● **GOAL**: Reproduce the records below with every "a dot on each" swapped for "a marker on each", leaving everything else unchanged.
* * *
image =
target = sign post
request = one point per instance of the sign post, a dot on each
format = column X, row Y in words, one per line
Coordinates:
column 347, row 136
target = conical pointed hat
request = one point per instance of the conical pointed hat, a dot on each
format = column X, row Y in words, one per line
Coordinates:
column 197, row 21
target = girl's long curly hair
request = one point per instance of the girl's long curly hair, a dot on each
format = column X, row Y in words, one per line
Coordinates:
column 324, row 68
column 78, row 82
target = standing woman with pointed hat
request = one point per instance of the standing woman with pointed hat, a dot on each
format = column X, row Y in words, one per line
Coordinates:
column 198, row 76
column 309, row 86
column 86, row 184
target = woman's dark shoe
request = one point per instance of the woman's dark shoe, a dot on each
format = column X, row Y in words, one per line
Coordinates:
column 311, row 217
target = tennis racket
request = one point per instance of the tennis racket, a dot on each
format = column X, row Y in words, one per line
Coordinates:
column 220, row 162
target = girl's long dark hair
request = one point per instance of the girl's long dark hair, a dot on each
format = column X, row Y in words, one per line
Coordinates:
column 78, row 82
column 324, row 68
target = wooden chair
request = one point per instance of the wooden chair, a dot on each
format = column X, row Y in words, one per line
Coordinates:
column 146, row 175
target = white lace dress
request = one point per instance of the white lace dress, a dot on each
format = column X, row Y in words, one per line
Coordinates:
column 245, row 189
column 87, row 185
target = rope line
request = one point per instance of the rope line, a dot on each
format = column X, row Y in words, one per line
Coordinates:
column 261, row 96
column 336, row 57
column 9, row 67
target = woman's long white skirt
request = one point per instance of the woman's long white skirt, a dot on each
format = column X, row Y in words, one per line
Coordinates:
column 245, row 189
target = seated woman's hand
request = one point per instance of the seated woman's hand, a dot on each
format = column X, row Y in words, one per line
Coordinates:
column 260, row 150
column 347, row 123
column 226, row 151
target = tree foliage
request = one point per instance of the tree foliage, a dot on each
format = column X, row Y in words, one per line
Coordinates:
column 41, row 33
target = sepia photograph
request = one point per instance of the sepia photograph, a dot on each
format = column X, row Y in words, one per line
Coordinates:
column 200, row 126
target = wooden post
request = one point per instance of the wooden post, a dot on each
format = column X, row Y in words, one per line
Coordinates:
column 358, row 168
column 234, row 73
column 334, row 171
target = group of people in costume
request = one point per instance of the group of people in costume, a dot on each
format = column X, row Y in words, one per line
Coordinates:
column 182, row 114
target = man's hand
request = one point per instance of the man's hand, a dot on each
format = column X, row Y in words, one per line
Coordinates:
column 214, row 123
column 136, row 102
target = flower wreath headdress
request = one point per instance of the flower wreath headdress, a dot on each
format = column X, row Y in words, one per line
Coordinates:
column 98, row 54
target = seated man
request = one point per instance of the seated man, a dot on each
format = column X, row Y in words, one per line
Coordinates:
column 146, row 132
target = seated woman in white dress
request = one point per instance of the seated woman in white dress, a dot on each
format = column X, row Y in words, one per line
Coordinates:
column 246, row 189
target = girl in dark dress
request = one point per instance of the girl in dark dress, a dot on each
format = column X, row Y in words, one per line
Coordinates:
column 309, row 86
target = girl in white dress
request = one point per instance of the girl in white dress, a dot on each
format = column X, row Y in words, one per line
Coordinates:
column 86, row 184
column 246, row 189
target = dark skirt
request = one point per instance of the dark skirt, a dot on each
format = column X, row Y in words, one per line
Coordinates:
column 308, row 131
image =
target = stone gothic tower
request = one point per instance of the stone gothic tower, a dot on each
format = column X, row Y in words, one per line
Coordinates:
* * *
● **CORRECT RESULT**:
image =
target = sign post
request = one point per instance of the sign post, a marker on each
format = column X, row Y in words, one per line
Coordinates:
column 347, row 136
target = conical pointed hat
request = one point per instance of the conical pointed hat, a marker on each
format = column X, row Y in words, one per line
Coordinates:
column 197, row 21
target = girl's long curly hair
request = one point per instance of the girl's long curly hair, a marker on each
format = column X, row Y in words, one per line
Coordinates:
column 324, row 68
column 78, row 82
target = standing woman with pointed hat
request = one point per instance of the standing woman with pointed hat, a marker on each
format = column X, row Y in words, one per line
Coordinates:
column 198, row 76
column 309, row 86
column 86, row 184
target = woman's dark shoe
request = one point per instance of the woman's dark shoe, a marker on each
format = column X, row Y in words, one per line
Coordinates:
column 311, row 217
target = tennis racket
request = one point per instance of the tennis racket, a marker on each
format = column X, row Y in words, one per line
Coordinates:
column 220, row 162
target = girl's long dark hair
request = one point per instance of the girl's long dark hair, a marker on each
format = column X, row Y in words, one per line
Coordinates:
column 78, row 82
column 324, row 68
target = wooden chair
request = one point per instance of the wooden chair, a marker on each
format = column X, row Y in words, one per line
Coordinates:
column 146, row 175
target = white lace dress
request = one point per instance of the white lace dress, a marker on each
format = column X, row Y in words, one per line
Coordinates:
column 245, row 189
column 87, row 185
target = rope line
request = one point per instance of the rope line, a marker on each
format = column X, row Y in words, one per line
Coordinates:
column 261, row 96
column 336, row 57
column 9, row 67
target = woman's long white skirt
request = one point per instance of the woman's long white skirt, a marker on each
format = column X, row Y in words, one per line
Coordinates:
column 245, row 189
target = seated woman's hand
request = one point per instance of the seated woman's hand, a marker on each
format = column X, row Y in words, one per line
Coordinates:
column 260, row 150
column 347, row 123
column 226, row 151
target = tree foliage
request = one point per instance of the tree foliage, a marker on each
format = column X, row Y in words, one per line
Coordinates:
column 41, row 33
target = sepia photograph
request = one point per instance of the sepia photograph, a marker on each
format = column X, row Y in words, one per line
Coordinates:
column 200, row 126
target = wooden post
request = one point per instance of the wooden post, a marker on each
format = column X, row Y in words, one per line
Coordinates:
column 358, row 168
column 234, row 73
column 334, row 171
target = group of people in costume
request = one point per instance of the group of people in costume, a marker on each
format = column X, row Y in words, one per line
Coordinates:
column 182, row 114
target = man's hand
request = one point per instance of the man's hand, a marker on each
format = column X, row Y in words, one per line
Coordinates:
column 214, row 123
column 136, row 102
target = flower wreath headdress
request = one point per instance of the flower wreath headdress, a marker on each
format = column X, row Y in words, one per line
Coordinates:
column 98, row 54
target = seated man
request = one point per instance of the seated man, a marker on each
format = column X, row Y in words, one per line
Coordinates:
column 146, row 132
target = seated woman in white dress
request = one point per instance of the seated woman in white dress, a marker on each
format = column X, row Y in words, one per line
Coordinates:
column 246, row 189
target = girl in dark dress
request = one point per instance of the girl in dark dress, a marker on each
format = column X, row Y in words, one per line
Coordinates:
column 309, row 86
target = girl in white dress
request = one point per instance of the girl in white dress, a marker on each
format = column X, row Y in words, one per line
Coordinates:
column 86, row 184
column 246, row 189
target = dark skirt
request = one point per instance of the dark skirt, a marker on each
format = column X, row Y in words, one per line
Coordinates:
column 308, row 131
image =
target = stone gothic tower
request = one point per instance of the stone gothic tower, a marker on each
format = column X, row Y in words, one per line
Coordinates:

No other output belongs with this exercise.